● Records shown:
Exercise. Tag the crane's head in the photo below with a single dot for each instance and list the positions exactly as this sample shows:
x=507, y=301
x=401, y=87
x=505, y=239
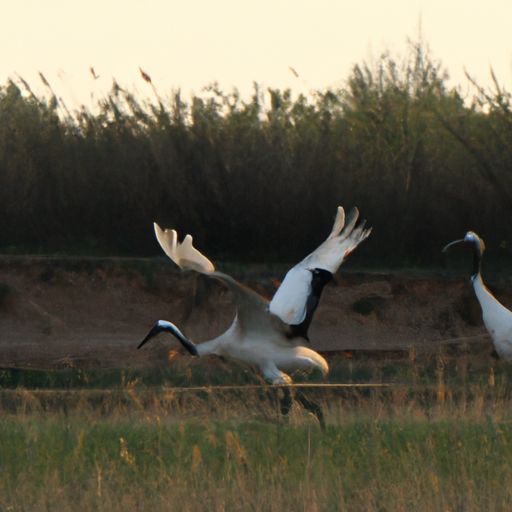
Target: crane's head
x=470, y=237
x=478, y=245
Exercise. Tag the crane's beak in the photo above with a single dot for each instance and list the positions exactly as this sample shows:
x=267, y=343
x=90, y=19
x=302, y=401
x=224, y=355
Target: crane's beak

● Directions:
Set down the material above exactly. Skip any picture.

● Exercise response:
Exercise. Tag the crane's head in the photo below with a single dot for each instance and list the positions exactly as this sample shows:
x=507, y=301
x=401, y=87
x=505, y=239
Target: crane's head
x=470, y=237
x=478, y=245
Exercise. Tag the crane's beak in the photo above with a single dot for each instance and list the positions exactly as this sample shows:
x=267, y=343
x=90, y=19
x=302, y=401
x=224, y=355
Target: crane's beak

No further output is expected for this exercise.